* Zu bearbeitende Aufgaben
[a] Beantworten Sie anhand des Textes über terre des hommes in Vietnam die folgenden Fragen:
(i) Wie viele Bewohner des Dorfes My Lai erschossen US-Marines Anfang 1968?
(ii) In welcher Stadt entsteht ein Friedensdorf zur Rehabilitation?
(iii) Wen stellt terre des hommes im Jahr 1968 ein?
[b] Tippen Sie einen Abschnitt aus dem Text über terre des hommes in Vietnam genau ab: Beginnen Sie bei den Worten „Luftbrücke für verletzte“ und hören Sie nach den Worten „und orthopädische Werkstätten.“ auf.

* Textauszug
==============================

»Um der Gerechtigkeit willen«
Wie terre des hommes in Vietnam hilft
Auf Krücken, auf eine Trage gebettet, mit verbundenen und geschienten Gliedern – so kommen vietnamesische Kriegskinder Ende der 1960er Jahre auf deutschen Flughäfen an. Viele haben Brandwunden an Hals, Armen und Händen. Sie werden sofort in Kliniken versorgt. Mit ihnen rückt ein grausamer Krieg in greifbare Nähe, der in Deutschland mit der Formel gerechtfertigt wird: »In Vietnam wird die Freiheit Berlins verteidigt.« Doch klar ist auch: Dort werden Kinder getötet und verstümmelt. Anfang 1968 erschießen US-Marines kaltblütig alle 500 Bewohner des Dorfes My Lai. Ein US-Fotograf, der dabei war, notiert: »Da waren zwei kleine Jungen, einer vielleicht vier. Als die Knallerei begann, fiel der ältere Junge nach vorn, um den kleinen zu schützen. Ein Soldat ging auf die beiden zu, feuerte sechs Schüsse in die Kinder und ließ sie einfach liegen.«
Beginn der Adoptionsvermittlung
Mit terre des hommes kümmert sich erstmals eine Organisation hier um das Leid. Studierende, Schülerinnen und Schüler, Hausfrauen, Angestellte oder Geistliche melden sich, bringen die Kinder während der Behandlung unter, gründen Gruppen von Ehrenamtlichen, verteilen Flugblätter, protestieren und sammeln Geld. In Oberhausen entsteht ein Friedensdorf zur Rehabilitation. In seiner Charta verpflichtet sich terre des hommes, »ohne Vorbehalte politischer, konfessioneller und rassischer Art« zu helfen, »um der Gerechtigkeit willen«. 1968 wird ein Geschäftsführer eingestellt. Und terre des hommes beginnt mit der Adoptionsvermittlung von Waisen.
Luftbrücke für verletzte Kinder
In Vietnam werden bald Tausende Kinder in Waisenhäusern und einem Krankenhaus versorgt. Krankenschwestern und Ärzte werden angestellt. Das Ausmaß der Hilfe ist so groß, dass sie den USA missfällt. Sie machen dem Marionettenregime in Saigon Druck, terre des hommes die Arbeit zu erschweren. Doch terre des hommes lässt sich nicht einschüchtern, verurteilt den Bombenkrieg und richtet sogar eine Luftbrücke für Kinder in Not ein. In Deutschland und Vietnam entstehen Einrichtungen für kriegsverletzte, unterernährte, kranke Kinder und orthopädische Werkstätten.

==============================

* Vorliegende Datensätze
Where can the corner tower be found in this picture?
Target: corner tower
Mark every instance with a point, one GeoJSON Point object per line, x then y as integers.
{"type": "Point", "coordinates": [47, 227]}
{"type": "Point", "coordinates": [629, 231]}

==============================

* Lösungen
[a]
(i) Alle 500 Bewohner.
(ii) In Oberhausen.
(iii) Einen Geschäftsführer.

[b]
Luftbrücke für verletzte Kinder
In Vietnam werden bald Tausende Kinder in Waisenhäusern und einem Krankenhaus versorgt. Krankenschwestern und Ärzte werden angestellt. Das Ausmaß der Hilfe ist so groß, dass sie den USA missfällt. Sie machen dem Marionettenregime in Saigon Druck, terre des hommes die Arbeit zu erschweren. Doch terre des hommes lässt sich nicht einschüchtern, verurteilt den Bombenkrieg und richtet sogar eine Luftbrücke für Kinder in Not ein. In Deutschland und Vietnam entstehen Einrichtungen für kriegsverletzte, unterernährte, kranke Kinder und orthopädische Werkstätten.